** start of Text excerpt **

Since Quidditch represents our attempt to reach divine perfection, there is no grace for those who purposely inflict fouls upon others when those fouls interfere with ascension or life. The penalty must be paid by those who make the choice to foul. This penalty is offered referred to as Karma.

As Harry moved to dodge another bludger, his broom suddenly lurched. He grabbed a hold of the rod with his hands and knees, so he wouldn’t fall, but it happened again. When the mists of darkness descend upon us and obscure our path, we should reach out and grab a hold of the rod (our inner Christ) the same as Harry did. Harry tells us it felt like the broom was trying to buck him off, but that was unheard of for a Nimbus Two Thousand.

Thinking to tell Wood he needed a time out, Harry tried to turn back toward the goal post, but discovered that his broom was completely out of his control. It wouldn’t turn. In fact, Harry can’t direct it at all. It zigzagged and made violent swishing movements that almost made him fall.

** end of Text excerpt **

Job A
In the Quidditch passage, what model of broom was Harry riding?
The text and the listing below it come from unrelated sources.

** start of Data shown **

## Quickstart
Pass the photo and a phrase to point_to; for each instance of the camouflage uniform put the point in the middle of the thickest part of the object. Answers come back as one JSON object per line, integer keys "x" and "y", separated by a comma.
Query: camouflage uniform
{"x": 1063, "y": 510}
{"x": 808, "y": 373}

** end of Data shown **

Job B
Write out the full listing above, line for line, with no changes.

Expected output A
A Nimbus Two Thousand.

Expected output B
## Quickstart
Pass the photo and a phrase to point_to; for each instance of the camouflage uniform put the point in the middle of the thickest part of the object. Answers come back as one JSON object per line, integer keys "x" and "y", separated by a comma.
Query: camouflage uniform
{"x": 1063, "y": 510}
{"x": 808, "y": 373}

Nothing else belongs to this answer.